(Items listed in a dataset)
▼

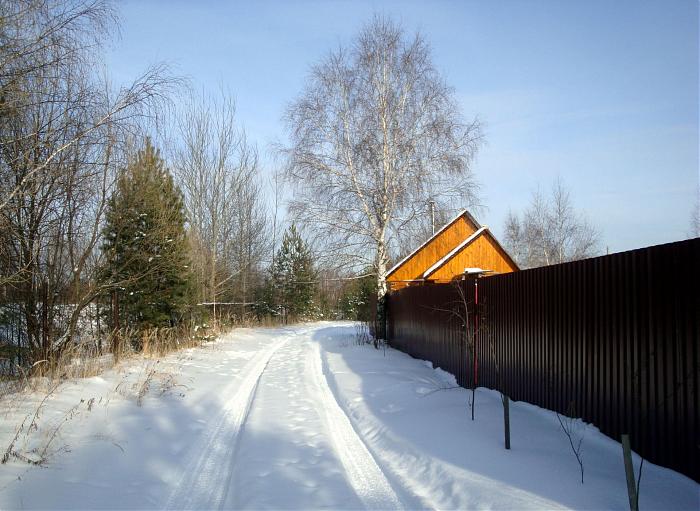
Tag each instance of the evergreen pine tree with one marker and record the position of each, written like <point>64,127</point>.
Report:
<point>145,243</point>
<point>293,275</point>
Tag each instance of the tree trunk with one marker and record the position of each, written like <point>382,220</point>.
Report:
<point>380,322</point>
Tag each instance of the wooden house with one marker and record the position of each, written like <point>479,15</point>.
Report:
<point>460,245</point>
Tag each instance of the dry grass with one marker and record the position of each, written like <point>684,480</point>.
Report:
<point>35,439</point>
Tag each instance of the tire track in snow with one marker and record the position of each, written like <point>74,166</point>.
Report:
<point>363,473</point>
<point>204,484</point>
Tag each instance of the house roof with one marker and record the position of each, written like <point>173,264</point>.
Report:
<point>453,252</point>
<point>463,213</point>
<point>482,231</point>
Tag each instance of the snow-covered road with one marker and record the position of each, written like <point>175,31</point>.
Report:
<point>304,418</point>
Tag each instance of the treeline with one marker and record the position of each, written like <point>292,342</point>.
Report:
<point>102,231</point>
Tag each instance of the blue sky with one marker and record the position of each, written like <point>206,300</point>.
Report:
<point>602,93</point>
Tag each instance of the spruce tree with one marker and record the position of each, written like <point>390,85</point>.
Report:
<point>146,249</point>
<point>293,275</point>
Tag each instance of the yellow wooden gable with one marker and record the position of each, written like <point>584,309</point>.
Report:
<point>462,243</point>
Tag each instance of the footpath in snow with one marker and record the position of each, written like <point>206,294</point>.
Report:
<point>303,418</point>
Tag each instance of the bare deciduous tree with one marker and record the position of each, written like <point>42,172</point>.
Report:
<point>62,135</point>
<point>218,171</point>
<point>550,231</point>
<point>695,217</point>
<point>375,133</point>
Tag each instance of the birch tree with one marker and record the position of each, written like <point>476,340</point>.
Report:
<point>375,134</point>
<point>63,129</point>
<point>550,231</point>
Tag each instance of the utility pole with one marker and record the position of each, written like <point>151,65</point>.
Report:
<point>432,213</point>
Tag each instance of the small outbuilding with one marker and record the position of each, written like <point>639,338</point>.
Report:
<point>459,245</point>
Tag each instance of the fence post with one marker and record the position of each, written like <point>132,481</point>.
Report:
<point>629,473</point>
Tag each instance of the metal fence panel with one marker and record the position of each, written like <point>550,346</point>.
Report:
<point>614,338</point>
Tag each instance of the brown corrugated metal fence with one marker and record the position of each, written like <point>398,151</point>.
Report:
<point>615,337</point>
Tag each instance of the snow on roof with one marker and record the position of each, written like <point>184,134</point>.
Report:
<point>437,233</point>
<point>472,271</point>
<point>452,252</point>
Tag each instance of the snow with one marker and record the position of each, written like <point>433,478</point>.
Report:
<point>303,418</point>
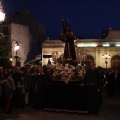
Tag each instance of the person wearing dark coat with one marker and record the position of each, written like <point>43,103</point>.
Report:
<point>94,84</point>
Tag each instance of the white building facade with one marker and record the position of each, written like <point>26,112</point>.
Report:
<point>93,48</point>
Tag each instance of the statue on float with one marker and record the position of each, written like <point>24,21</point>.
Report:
<point>68,69</point>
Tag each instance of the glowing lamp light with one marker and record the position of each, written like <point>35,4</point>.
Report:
<point>106,45</point>
<point>16,46</point>
<point>2,16</point>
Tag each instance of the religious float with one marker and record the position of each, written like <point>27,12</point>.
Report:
<point>67,67</point>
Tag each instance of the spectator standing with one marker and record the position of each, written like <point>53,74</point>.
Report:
<point>93,81</point>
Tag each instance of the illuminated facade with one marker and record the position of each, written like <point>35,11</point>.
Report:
<point>94,49</point>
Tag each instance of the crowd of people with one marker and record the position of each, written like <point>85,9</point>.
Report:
<point>22,86</point>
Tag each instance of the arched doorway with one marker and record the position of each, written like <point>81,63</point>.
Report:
<point>115,61</point>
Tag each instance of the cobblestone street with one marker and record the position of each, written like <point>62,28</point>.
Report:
<point>110,110</point>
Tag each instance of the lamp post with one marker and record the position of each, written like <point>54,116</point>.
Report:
<point>106,57</point>
<point>2,14</point>
<point>16,48</point>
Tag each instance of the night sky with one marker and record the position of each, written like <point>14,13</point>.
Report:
<point>87,18</point>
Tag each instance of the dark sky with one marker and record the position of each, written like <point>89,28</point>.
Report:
<point>87,18</point>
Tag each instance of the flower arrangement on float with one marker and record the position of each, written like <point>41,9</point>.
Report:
<point>68,72</point>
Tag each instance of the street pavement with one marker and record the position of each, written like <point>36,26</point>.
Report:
<point>110,110</point>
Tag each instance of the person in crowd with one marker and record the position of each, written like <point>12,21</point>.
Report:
<point>28,78</point>
<point>33,88</point>
<point>93,81</point>
<point>9,87</point>
<point>1,86</point>
<point>110,82</point>
<point>117,81</point>
<point>21,89</point>
<point>17,78</point>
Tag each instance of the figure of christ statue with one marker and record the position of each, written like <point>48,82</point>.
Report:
<point>68,37</point>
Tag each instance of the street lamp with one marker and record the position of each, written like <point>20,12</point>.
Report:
<point>106,57</point>
<point>2,14</point>
<point>16,48</point>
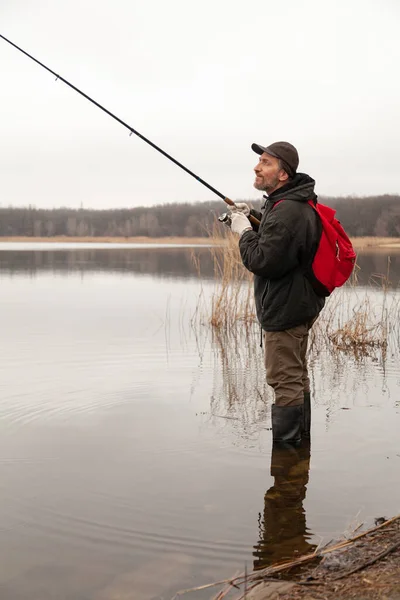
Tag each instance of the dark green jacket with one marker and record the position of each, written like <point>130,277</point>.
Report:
<point>280,253</point>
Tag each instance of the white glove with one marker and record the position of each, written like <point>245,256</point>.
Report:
<point>242,207</point>
<point>240,223</point>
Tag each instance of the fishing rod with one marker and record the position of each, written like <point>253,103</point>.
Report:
<point>130,129</point>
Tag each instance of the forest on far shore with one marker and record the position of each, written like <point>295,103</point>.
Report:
<point>361,216</point>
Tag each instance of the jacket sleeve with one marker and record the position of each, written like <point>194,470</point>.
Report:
<point>272,253</point>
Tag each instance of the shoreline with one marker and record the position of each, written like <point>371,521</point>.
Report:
<point>360,244</point>
<point>106,240</point>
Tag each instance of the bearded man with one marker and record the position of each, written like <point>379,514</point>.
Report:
<point>279,252</point>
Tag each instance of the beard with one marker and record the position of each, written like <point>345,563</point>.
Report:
<point>266,186</point>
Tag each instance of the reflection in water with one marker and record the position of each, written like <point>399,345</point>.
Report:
<point>161,262</point>
<point>283,530</point>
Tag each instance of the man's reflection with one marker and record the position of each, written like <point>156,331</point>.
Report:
<point>283,532</point>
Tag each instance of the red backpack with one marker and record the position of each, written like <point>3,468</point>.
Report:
<point>334,258</point>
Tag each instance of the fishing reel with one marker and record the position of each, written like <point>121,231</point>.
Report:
<point>226,219</point>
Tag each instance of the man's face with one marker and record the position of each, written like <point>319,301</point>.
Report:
<point>269,174</point>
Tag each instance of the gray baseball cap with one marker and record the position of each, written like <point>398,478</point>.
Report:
<point>286,152</point>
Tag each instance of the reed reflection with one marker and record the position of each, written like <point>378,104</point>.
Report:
<point>282,524</point>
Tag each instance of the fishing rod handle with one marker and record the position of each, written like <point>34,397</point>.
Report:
<point>252,219</point>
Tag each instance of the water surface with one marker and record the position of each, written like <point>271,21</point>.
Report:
<point>136,446</point>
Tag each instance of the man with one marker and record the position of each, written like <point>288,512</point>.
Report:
<point>279,252</point>
<point>283,531</point>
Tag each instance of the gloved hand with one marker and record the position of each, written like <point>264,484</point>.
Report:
<point>242,207</point>
<point>240,223</point>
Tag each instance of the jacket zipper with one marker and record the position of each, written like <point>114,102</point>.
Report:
<point>264,295</point>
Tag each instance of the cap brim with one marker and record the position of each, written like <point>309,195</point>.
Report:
<point>260,150</point>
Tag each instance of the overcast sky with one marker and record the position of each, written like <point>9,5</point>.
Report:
<point>203,80</point>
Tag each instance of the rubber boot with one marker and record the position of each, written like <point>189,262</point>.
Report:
<point>283,533</point>
<point>306,416</point>
<point>287,424</point>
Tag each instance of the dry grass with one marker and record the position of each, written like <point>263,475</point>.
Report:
<point>358,323</point>
<point>365,243</point>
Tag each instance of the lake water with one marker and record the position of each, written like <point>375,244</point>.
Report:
<point>135,446</point>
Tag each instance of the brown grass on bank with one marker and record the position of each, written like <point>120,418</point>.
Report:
<point>352,568</point>
<point>354,325</point>
<point>375,243</point>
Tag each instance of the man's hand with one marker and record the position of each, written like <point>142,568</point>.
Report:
<point>242,207</point>
<point>240,223</point>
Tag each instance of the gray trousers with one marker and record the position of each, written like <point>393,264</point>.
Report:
<point>286,364</point>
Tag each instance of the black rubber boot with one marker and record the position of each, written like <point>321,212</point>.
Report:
<point>287,424</point>
<point>306,416</point>
<point>283,531</point>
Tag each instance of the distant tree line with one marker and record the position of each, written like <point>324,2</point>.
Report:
<point>361,216</point>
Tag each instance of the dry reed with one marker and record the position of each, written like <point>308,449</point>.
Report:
<point>357,323</point>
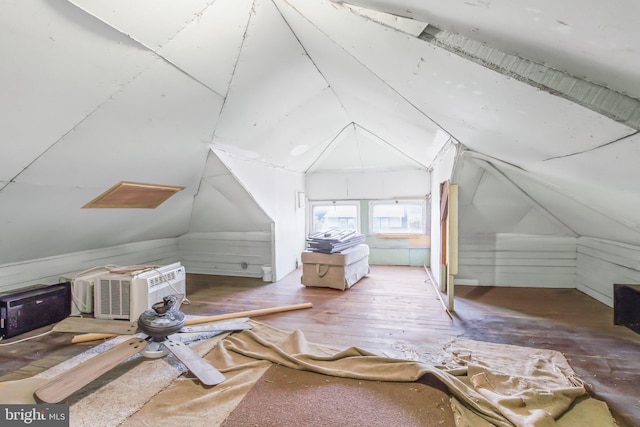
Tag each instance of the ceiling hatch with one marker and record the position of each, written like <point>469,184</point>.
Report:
<point>133,195</point>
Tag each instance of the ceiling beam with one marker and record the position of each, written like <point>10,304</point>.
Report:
<point>614,105</point>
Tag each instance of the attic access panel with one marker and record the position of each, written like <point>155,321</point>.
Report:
<point>133,195</point>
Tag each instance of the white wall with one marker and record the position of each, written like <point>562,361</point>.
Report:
<point>370,185</point>
<point>441,172</point>
<point>601,263</point>
<point>517,260</point>
<point>48,270</point>
<point>276,191</point>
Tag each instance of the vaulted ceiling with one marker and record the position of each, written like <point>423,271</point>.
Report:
<point>97,92</point>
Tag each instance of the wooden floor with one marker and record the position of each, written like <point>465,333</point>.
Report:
<point>395,311</point>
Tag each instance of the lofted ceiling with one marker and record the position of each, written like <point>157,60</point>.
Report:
<point>98,92</point>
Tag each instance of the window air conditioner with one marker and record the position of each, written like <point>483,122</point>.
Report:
<point>82,286</point>
<point>127,295</point>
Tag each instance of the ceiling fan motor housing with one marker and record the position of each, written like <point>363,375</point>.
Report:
<point>161,320</point>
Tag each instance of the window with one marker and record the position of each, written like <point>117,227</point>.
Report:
<point>327,215</point>
<point>398,217</point>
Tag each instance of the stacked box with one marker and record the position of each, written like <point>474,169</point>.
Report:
<point>339,271</point>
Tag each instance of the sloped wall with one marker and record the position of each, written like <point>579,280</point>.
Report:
<point>518,260</point>
<point>48,270</point>
<point>277,192</point>
<point>601,263</point>
<point>506,238</point>
<point>230,233</point>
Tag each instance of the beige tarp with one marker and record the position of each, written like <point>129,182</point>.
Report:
<point>490,383</point>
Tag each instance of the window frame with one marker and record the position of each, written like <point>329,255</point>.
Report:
<point>314,203</point>
<point>404,233</point>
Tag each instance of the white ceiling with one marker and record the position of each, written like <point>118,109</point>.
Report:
<point>97,92</point>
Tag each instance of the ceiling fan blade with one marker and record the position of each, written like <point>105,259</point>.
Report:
<point>65,384</point>
<point>226,326</point>
<point>206,373</point>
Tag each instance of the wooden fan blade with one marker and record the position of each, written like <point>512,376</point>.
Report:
<point>224,326</point>
<point>206,373</point>
<point>65,384</point>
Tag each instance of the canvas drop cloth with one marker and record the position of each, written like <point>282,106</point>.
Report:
<point>490,384</point>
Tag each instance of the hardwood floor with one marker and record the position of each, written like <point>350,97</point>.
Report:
<point>395,311</point>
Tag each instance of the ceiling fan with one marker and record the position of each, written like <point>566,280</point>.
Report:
<point>158,324</point>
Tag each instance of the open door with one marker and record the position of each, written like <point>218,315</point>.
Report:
<point>449,239</point>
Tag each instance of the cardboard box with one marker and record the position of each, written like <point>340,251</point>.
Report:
<point>339,271</point>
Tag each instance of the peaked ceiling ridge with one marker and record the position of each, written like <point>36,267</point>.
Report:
<point>229,172</point>
<point>362,64</point>
<point>233,72</point>
<point>303,47</point>
<point>393,147</point>
<point>329,144</point>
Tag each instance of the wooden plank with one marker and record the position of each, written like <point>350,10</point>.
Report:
<point>73,380</point>
<point>394,312</point>
<point>205,372</point>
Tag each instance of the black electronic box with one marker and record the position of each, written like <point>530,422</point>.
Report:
<point>29,309</point>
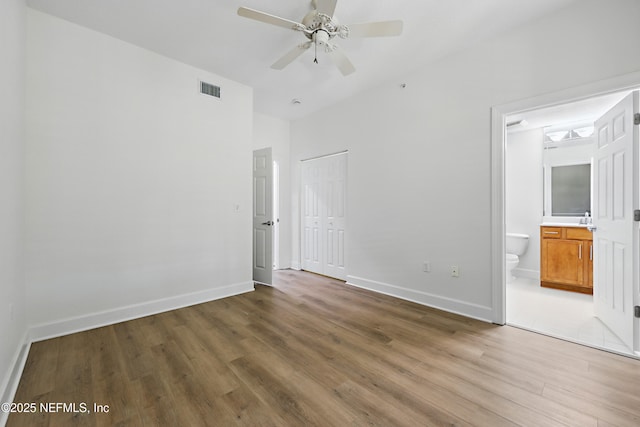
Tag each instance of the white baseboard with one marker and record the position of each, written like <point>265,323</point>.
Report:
<point>526,274</point>
<point>446,304</point>
<point>295,265</point>
<point>96,320</point>
<point>10,384</point>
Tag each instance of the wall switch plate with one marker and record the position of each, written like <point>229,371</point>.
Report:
<point>455,271</point>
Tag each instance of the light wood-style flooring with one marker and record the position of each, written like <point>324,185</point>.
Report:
<point>313,351</point>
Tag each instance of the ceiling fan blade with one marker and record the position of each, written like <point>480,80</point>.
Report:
<point>290,56</point>
<point>341,61</point>
<point>328,7</point>
<point>269,19</point>
<point>376,29</point>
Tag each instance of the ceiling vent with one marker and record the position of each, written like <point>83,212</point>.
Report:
<point>209,89</point>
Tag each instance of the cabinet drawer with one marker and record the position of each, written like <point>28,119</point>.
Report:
<point>577,233</point>
<point>551,232</point>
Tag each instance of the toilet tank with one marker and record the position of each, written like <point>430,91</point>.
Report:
<point>516,243</point>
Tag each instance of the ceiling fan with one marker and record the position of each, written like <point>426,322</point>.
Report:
<point>320,26</point>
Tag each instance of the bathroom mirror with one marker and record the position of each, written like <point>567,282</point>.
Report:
<point>570,190</point>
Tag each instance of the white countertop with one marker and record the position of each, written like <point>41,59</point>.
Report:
<point>563,224</point>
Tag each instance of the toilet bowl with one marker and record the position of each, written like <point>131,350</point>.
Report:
<point>516,245</point>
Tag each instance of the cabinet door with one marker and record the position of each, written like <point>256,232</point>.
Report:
<point>563,261</point>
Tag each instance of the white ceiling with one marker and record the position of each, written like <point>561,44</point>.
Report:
<point>583,111</point>
<point>209,34</point>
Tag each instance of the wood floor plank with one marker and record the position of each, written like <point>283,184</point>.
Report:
<point>311,350</point>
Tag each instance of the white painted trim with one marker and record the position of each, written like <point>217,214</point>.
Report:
<point>109,317</point>
<point>498,230</point>
<point>11,381</point>
<point>450,305</point>
<point>498,115</point>
<point>527,273</point>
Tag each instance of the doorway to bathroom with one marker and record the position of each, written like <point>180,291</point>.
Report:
<point>536,141</point>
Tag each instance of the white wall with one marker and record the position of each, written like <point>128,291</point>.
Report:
<point>132,180</point>
<point>12,297</point>
<point>523,194</point>
<point>275,133</point>
<point>420,157</point>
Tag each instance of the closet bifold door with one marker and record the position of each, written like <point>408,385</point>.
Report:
<point>324,186</point>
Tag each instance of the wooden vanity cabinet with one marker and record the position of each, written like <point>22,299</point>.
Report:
<point>566,258</point>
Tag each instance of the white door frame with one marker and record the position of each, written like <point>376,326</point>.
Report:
<point>302,201</point>
<point>498,139</point>
<point>262,227</point>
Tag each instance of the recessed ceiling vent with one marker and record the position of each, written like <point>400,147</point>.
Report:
<point>209,89</point>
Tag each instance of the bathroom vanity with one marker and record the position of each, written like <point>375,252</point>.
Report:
<point>566,258</point>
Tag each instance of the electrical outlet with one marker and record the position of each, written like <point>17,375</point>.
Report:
<point>455,271</point>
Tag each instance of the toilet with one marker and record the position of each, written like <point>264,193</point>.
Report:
<point>516,246</point>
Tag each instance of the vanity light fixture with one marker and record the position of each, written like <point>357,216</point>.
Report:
<point>558,135</point>
<point>584,132</point>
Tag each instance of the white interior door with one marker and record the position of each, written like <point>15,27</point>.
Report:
<point>324,215</point>
<point>262,216</point>
<point>334,217</point>
<point>615,239</point>
<point>311,242</point>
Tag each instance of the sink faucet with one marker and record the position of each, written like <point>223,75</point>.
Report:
<point>586,220</point>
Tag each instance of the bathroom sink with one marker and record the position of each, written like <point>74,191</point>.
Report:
<point>563,224</point>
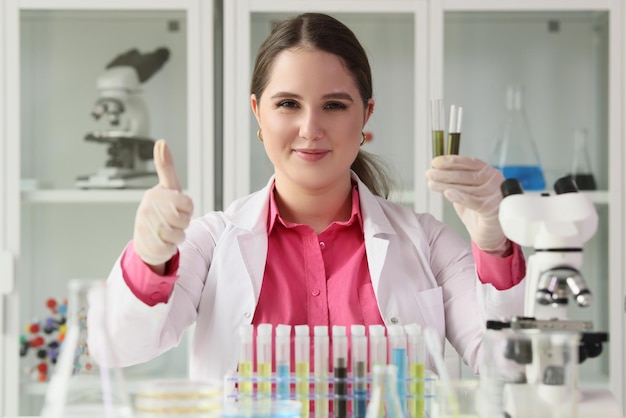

▲

§ **To be done**: Convert the records starting at the line containing "Tag each instance of the blue" and ending at the line containing "<point>432,213</point>" into a two-column CSV with the columns request and answer, one row per request, placing each in a single quoted field with line breaks replaced by spaces.

§ **Reply to the exercise**:
request,answer
"Tag each instance of the blue sky with one marker and record the position of each, written like <point>206,300</point>. Report:","<point>602,93</point>"
"Tag each instance of the spruce tree with one marker and record the position of each, written like <point>390,85</point>. Report:","<point>146,249</point> <point>293,275</point>"
"Tag each instance of the yellow wooden gable with one marker and record the position of each, written like <point>584,309</point>. Report:","<point>462,243</point>"
"Tag each instance of the footpath in snow with one marker and record the position of each, written like <point>206,294</point>. Report:","<point>303,418</point>"
"Tag each instance of the bare deciduous tree with one marker and record the position of each, written like <point>42,172</point>. Report:","<point>62,135</point> <point>218,171</point> <point>550,231</point> <point>695,217</point> <point>375,133</point>"
"Tag each instance of the birch tree with one marker and record the position of each, written like <point>476,340</point>. Report:","<point>375,134</point> <point>63,129</point> <point>550,231</point>"
"Tag each instance of the utility pole with one marker and record the position of each, written like <point>151,65</point>. Report:","<point>432,213</point>"